Problem details:
All of the data below needs to be set down again, exactly as shown.

Recorded information:
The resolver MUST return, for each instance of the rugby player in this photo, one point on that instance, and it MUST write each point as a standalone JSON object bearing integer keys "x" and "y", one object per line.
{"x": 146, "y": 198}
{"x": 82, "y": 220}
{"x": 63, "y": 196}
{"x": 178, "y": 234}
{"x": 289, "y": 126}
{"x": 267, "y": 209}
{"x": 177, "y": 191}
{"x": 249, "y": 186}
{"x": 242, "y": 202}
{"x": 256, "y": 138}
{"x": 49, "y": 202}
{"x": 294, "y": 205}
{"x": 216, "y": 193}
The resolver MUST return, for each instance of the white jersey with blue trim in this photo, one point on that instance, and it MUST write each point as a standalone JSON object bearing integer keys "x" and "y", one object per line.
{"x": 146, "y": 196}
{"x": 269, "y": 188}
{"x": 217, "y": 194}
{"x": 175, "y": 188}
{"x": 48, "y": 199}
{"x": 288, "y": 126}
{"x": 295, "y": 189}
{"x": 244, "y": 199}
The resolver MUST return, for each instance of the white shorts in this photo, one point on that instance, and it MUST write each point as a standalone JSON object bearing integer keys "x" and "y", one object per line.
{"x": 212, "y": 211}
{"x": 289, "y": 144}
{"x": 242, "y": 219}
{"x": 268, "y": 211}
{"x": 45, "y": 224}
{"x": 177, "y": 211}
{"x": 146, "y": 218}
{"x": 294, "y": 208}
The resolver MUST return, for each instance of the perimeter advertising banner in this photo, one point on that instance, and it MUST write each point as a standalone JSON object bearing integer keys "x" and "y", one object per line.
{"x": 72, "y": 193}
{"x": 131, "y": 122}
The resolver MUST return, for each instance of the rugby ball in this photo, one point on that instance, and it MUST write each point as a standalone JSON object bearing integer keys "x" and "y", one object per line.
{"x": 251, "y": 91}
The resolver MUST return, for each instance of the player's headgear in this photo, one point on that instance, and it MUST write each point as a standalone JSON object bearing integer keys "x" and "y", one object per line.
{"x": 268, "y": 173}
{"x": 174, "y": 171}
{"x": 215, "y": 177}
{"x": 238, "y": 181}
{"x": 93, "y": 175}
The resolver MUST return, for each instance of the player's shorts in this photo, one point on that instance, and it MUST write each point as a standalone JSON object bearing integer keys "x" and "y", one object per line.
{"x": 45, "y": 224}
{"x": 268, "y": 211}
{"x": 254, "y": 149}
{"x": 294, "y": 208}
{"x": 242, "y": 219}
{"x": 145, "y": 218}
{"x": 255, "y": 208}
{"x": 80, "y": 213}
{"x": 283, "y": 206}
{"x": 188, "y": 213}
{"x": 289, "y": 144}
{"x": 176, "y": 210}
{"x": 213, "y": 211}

Result:
The resolver MUST return, for each instance of the rugby player in this photo, one point on that instance, and it MUST write each point as a standalone JSON object bearing integer keys "x" and "y", one object per line.
{"x": 146, "y": 198}
{"x": 82, "y": 220}
{"x": 63, "y": 196}
{"x": 178, "y": 234}
{"x": 289, "y": 126}
{"x": 267, "y": 209}
{"x": 177, "y": 191}
{"x": 249, "y": 186}
{"x": 242, "y": 202}
{"x": 256, "y": 138}
{"x": 49, "y": 202}
{"x": 294, "y": 205}
{"x": 216, "y": 193}
The resolver MUST return, for each instance of the white jersey with blue trim in this photo, one point on that instance, and it MUST write each point as a standalone JSON object bearing integer keys "x" and "y", one object per line.
{"x": 146, "y": 196}
{"x": 269, "y": 188}
{"x": 217, "y": 194}
{"x": 175, "y": 188}
{"x": 48, "y": 199}
{"x": 288, "y": 126}
{"x": 295, "y": 189}
{"x": 244, "y": 199}
The resolver MUST return, for each instance of the white shorts in this photo, one point on that instance, and it MUST write each point as a standalone JSON object bearing integer keys "x" and "y", one object per line.
{"x": 212, "y": 211}
{"x": 289, "y": 144}
{"x": 242, "y": 219}
{"x": 268, "y": 211}
{"x": 45, "y": 224}
{"x": 177, "y": 211}
{"x": 146, "y": 218}
{"x": 294, "y": 208}
The resolver MUST return, for each instance of the perimeter advertising banner in this photo, one point on that instance, and it MUST write each point as a standalone JSON object bearing integer keys "x" and "y", one object per line.
{"x": 72, "y": 193}
{"x": 131, "y": 122}
The resolver MUST return, for each instance of the rugby ball in this photo, one point on that instance, and it MUST write each point as a standalone JSON object bearing integer keys "x" and "y", one object per line.
{"x": 251, "y": 91}
The resolver MUST return, for each instance of the player's headgear in this photo, one point on that instance, and it MUST write each point as a standalone JSON object bearing integer keys "x" and "y", one object per line.
{"x": 268, "y": 173}
{"x": 174, "y": 171}
{"x": 215, "y": 177}
{"x": 238, "y": 181}
{"x": 93, "y": 175}
The resolver MUST return, for each instance of the player's shorts in this photo, one point on that instance, and it MUST write each point as a standalone JSON object bearing integer keys "x" and "y", one object per line.
{"x": 45, "y": 224}
{"x": 268, "y": 211}
{"x": 254, "y": 149}
{"x": 294, "y": 208}
{"x": 242, "y": 219}
{"x": 145, "y": 218}
{"x": 255, "y": 208}
{"x": 80, "y": 213}
{"x": 283, "y": 206}
{"x": 188, "y": 213}
{"x": 289, "y": 144}
{"x": 176, "y": 210}
{"x": 213, "y": 211}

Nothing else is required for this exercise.